### [Set exercise]
Output the records. Match them exactly.

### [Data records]
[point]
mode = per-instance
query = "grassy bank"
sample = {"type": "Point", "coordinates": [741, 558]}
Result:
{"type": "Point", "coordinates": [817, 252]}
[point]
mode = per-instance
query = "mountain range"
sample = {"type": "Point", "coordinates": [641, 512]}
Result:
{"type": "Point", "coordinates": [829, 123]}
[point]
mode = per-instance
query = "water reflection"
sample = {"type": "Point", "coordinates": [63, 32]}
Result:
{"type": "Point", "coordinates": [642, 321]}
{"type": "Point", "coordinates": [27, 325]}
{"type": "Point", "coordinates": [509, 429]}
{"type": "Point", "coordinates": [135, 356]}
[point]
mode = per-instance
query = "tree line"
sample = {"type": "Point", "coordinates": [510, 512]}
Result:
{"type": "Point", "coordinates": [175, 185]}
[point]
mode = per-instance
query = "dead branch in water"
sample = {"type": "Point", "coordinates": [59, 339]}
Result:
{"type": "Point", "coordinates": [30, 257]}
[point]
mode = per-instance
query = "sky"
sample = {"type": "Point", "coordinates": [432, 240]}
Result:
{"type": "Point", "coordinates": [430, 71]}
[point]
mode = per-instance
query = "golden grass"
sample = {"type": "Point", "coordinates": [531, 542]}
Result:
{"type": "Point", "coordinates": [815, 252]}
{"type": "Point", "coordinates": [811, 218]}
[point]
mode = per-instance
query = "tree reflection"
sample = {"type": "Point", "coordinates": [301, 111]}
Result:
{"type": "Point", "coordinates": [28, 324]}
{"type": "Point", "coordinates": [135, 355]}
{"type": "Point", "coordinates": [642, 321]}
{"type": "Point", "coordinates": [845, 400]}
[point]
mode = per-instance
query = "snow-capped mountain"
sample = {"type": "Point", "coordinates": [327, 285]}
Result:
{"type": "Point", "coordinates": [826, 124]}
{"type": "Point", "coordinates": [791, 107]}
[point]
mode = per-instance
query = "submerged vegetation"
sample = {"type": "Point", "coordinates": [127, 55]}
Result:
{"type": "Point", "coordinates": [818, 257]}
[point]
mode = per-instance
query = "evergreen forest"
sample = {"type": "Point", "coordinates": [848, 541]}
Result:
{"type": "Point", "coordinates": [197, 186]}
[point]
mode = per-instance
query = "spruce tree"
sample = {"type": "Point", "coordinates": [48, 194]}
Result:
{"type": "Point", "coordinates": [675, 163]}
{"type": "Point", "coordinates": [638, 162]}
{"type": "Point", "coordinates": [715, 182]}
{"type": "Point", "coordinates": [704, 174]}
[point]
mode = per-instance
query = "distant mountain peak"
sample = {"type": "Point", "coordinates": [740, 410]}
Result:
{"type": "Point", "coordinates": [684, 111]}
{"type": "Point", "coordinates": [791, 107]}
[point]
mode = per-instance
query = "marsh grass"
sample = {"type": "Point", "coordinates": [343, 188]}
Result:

### [Response to the task]
[point]
mode = per-instance
query = "grassy bank"
sample = {"type": "Point", "coordinates": [741, 558]}
Result:
{"type": "Point", "coordinates": [817, 252]}
[point]
mode = per-instance
query = "mountain range"
sample = {"type": "Point", "coordinates": [641, 512]}
Result:
{"type": "Point", "coordinates": [829, 123]}
[point]
mode = per-instance
query = "water reflection"
sample = {"type": "Point", "coordinates": [63, 32]}
Result:
{"type": "Point", "coordinates": [642, 321]}
{"type": "Point", "coordinates": [27, 325]}
{"type": "Point", "coordinates": [509, 429]}
{"type": "Point", "coordinates": [135, 356]}
[point]
mode = per-instance
query = "tree line"
sample = {"type": "Point", "coordinates": [510, 512]}
Result:
{"type": "Point", "coordinates": [175, 185]}
[point]
mode = per-instance
query = "dead branch in water"
sample = {"type": "Point", "coordinates": [59, 339]}
Result:
{"type": "Point", "coordinates": [30, 257]}
[point]
mode = per-instance
query = "sky"
sample = {"type": "Point", "coordinates": [432, 240]}
Result:
{"type": "Point", "coordinates": [430, 71]}
[point]
mode = per-instance
query = "golden grass"
sample = {"type": "Point", "coordinates": [531, 542]}
Result:
{"type": "Point", "coordinates": [815, 252]}
{"type": "Point", "coordinates": [811, 218]}
[point]
mode = per-instance
query = "tree reflection"
sample = {"type": "Point", "coordinates": [301, 111]}
Result:
{"type": "Point", "coordinates": [28, 324]}
{"type": "Point", "coordinates": [135, 355]}
{"type": "Point", "coordinates": [642, 321]}
{"type": "Point", "coordinates": [845, 400]}
[point]
mode = per-instance
query = "snow-capped mountain"
sample = {"type": "Point", "coordinates": [327, 285]}
Result:
{"type": "Point", "coordinates": [826, 124]}
{"type": "Point", "coordinates": [791, 107]}
[point]
mode = per-instance
query = "submerged vegetation"
sample = {"type": "Point", "coordinates": [127, 55]}
Result:
{"type": "Point", "coordinates": [818, 257]}
[point]
mode = per-instance
query = "evergreen forest"
sample = {"type": "Point", "coordinates": [848, 541]}
Result:
{"type": "Point", "coordinates": [197, 186]}
[point]
mode = per-instance
query = "spruce tree"
sample = {"type": "Point", "coordinates": [48, 194]}
Result:
{"type": "Point", "coordinates": [675, 163]}
{"type": "Point", "coordinates": [638, 162]}
{"type": "Point", "coordinates": [715, 182]}
{"type": "Point", "coordinates": [704, 174]}
[point]
mode = per-instance
query = "distant mountain peak"
sample = {"type": "Point", "coordinates": [740, 410]}
Result:
{"type": "Point", "coordinates": [684, 111]}
{"type": "Point", "coordinates": [791, 107]}
[point]
mode = per-instance
query = "marsh grass"
sample = {"type": "Point", "coordinates": [343, 188]}
Result:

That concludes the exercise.